[Görev A]
Karbondioksit yazısına göre aşağıdaki soruları yanıtla:
(i) Deneyi yapan araştırmacılar hangi kurumdan?
(ii) Karbondioksit hangi sıcaklıkta pul halinde katılaştı?
(iii) Araştırmanın sonuçları hangi dergide yayımlandı?
[Görev B]
Karbondioksit yazısında "Karbondioksidin ancak çok" sözlerinin bulunduğu yerden başla, "düşük olacağını vurguladı." sözlerinden sonra dur ve bu bölümü yeniden yaz. Bölümde "Daeneke" yerine "Torben Daeneke" kullan.

[Sayfa]
---+---
Ruhan Odabaş

ÖYLESİNE BİR HABER

Ruhan Odabaş

Önce haberi okuyalım. Sonrasına birlikte bakarız, bakar da yorum yaparız…

“Bilim insanları, havadaki karbondioksidi katı karbona dönüştürmenin yöntemini buldu.

Avustralya’nın Kraliyet Melbourne Teknoloji Enstitüsü’nden (RMIT) araştırmacılar, yaptıkları deneyde yüzeyi elektrolit kaplı özel bir sıvı metali katalizör olarak kullanarak havadaki karbondioksidi kömüre dönüştürmeyi başardı.

Bir laboratuar tabağını sıvı metalle kaplayan araştırmacılar, sıvıyı elektrikle yükleyerek oda sıcaklığında karbondioksidin pul halinde katılaşmasını sağladı.

Karbondioksidi katıya dönüştüren tekniğin, atmosferdeki karbondioksidin dönüştürülmesini sağlayabileceğine dikkat çeken RMIT araştırmacısı Torben Daeneke, “Her ne kadar zamanı geriye çeviremesek de atmosferdeki karbondioksidi kömüre dönüştürüp yeniden toprağın altına gömmek emisyon saatini geri almayı sağlayabilir” ifadesini kullandı.

Karbondioksidin ancak çok yüksek basınç altında gaz halinden katı hale dönüştürülebildiğine işaret eden Daeneke, oda sıcaklığında kullanılabilen tekniğin endüstriyel maliyetinin düşük olacağını vurguladı.

Araştırmanın sonuçları “Nature Communications” dergisinde yayımlandı.”

***

Okudunuz, ne diyorsunuz?

“Bu haberin Karamürsel ile, İzmit ya da Kocaeli ile, belki de Türkiye ile, okuyucu ile ne ilgisi var” demezsiniz umarım. Demezsiniz çünkü bu haber “ben insanım” diyen herkesi ilgilendiriyor.
---+---
[Veri kesiti]
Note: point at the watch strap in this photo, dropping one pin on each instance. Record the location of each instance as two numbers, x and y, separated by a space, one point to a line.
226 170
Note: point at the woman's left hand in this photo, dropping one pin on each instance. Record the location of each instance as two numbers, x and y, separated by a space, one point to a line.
---+---
[Sonuç A]
(i) Avustralya'nın Kraliyet Melbourne Teknoloji Enstitüsü (RMIT)
(ii) Oda sıcaklığında
(iii) Nature Communications

[Sonuç B]
Karbondioksidin ancak çok yüksek basınç altında gaz halinden katı hale dönüştürülebildiğine işaret eden Torben Daeneke, oda sıcaklığında kullanılabilen tekniğin endüstriyel maliyetinin düşük olacağını vurguladı.